(Dataset records)
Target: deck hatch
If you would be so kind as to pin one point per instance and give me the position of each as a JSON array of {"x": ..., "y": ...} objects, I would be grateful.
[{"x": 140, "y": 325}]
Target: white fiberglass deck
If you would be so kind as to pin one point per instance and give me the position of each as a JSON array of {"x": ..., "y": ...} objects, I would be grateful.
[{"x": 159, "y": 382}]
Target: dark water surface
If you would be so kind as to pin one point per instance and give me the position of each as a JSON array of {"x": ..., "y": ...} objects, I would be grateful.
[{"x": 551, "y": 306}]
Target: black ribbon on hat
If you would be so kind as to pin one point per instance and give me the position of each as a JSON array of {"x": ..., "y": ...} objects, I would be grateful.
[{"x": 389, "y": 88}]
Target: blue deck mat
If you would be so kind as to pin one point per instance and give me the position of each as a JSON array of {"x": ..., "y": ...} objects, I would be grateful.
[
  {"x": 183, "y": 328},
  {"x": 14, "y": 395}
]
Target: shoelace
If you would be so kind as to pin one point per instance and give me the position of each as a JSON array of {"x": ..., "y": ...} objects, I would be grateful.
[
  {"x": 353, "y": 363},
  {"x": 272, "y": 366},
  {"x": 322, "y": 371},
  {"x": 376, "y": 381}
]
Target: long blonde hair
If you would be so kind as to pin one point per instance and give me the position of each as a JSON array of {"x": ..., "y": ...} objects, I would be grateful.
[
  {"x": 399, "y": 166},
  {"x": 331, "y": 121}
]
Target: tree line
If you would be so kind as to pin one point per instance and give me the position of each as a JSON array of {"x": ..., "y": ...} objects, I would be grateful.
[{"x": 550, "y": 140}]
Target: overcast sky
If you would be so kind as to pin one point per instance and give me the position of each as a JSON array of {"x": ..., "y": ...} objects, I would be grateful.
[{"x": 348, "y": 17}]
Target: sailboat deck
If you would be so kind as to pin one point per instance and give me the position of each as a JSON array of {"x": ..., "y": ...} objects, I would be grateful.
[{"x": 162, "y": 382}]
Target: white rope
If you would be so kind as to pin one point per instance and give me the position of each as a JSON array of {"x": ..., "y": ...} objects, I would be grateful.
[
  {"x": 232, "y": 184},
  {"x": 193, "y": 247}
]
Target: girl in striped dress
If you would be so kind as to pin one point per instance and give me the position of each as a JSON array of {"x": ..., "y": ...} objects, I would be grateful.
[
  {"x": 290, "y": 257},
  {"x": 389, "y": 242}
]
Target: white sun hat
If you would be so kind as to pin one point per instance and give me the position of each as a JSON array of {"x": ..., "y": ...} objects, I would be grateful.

**Exercise**
Copy out the lines above word for word, all of them from start to finish.

**Answer to the task**
Target: deck hatch
If you would be so kind as to pin one point per instance and give me the position of each as a JSON array of {"x": ..., "y": ...} objects, I would be grateful.
[{"x": 140, "y": 325}]
Target: white fiberglass deck
If you would be so kind as to pin one point per instance and give me the position of each as a JSON array of {"x": ..., "y": ...} objects, I would be grateful.
[{"x": 159, "y": 382}]
Target: dark water surface
If you would be so kind as to pin one point per instance and give me the position of each as a JSON array of {"x": ..., "y": ...} objects, I would be grateful.
[{"x": 551, "y": 306}]
Target: black ribbon on hat
If you would be so kind as to pin one point per instance and give me the position of each as a JSON array of {"x": ..., "y": ...} objects, I would be grateful.
[{"x": 389, "y": 88}]
Target: blue deck mat
If you would be so kind as to pin one point per instance and give me the position of each as a JSON array of {"x": ..., "y": ...} objects, I would be grateful.
[
  {"x": 183, "y": 328},
  {"x": 14, "y": 395}
]
Target: shoelace
If you would be so kind as to pin one point per instance and give me the position of each as a JSON array of {"x": ..., "y": ...} objects, I would be grateful.
[
  {"x": 353, "y": 363},
  {"x": 272, "y": 366},
  {"x": 322, "y": 371},
  {"x": 376, "y": 381}
]
Target: long blonde hair
If you would be so kind as to pin one point per instance and give me the position of each as a JSON array of {"x": ..., "y": ...} objects, I would be grateful.
[
  {"x": 399, "y": 166},
  {"x": 331, "y": 121}
]
Target: tree line
If you would be so kind as to pin one point per instance and give me the position of each as a JSON array of {"x": ..., "y": ...} objects, I would be grateful.
[{"x": 550, "y": 140}]
Target: overcast sky
If you would be so kind as to pin one point per instance and give me the position of each as a JSON array of {"x": ..., "y": ...} objects, I would be grateful.
[{"x": 348, "y": 17}]
Target: sailboat deck
If you would be so kind as to pin one point per instance and give me the position of each as a JSON array of {"x": ..., "y": ...} objects, I would be grateful.
[{"x": 162, "y": 382}]
Target: white rope
If you would be so kind as to pin one point per instance and give me the position of each as a JSON array of {"x": ..., "y": ...} objects, I would be grateful.
[
  {"x": 232, "y": 184},
  {"x": 193, "y": 247}
]
Target: girl in striped dress
If you would be so kind as to pin one point per instance and give me the position of each as a JSON array of {"x": ..., "y": ...} objects, I would be grateful.
[
  {"x": 290, "y": 257},
  {"x": 389, "y": 242}
]
Target: white sun hat
If you would be so kind as to pin one point per instance and give me the position of each as a JSON array of {"x": ..., "y": ...} objects, I would be grateful.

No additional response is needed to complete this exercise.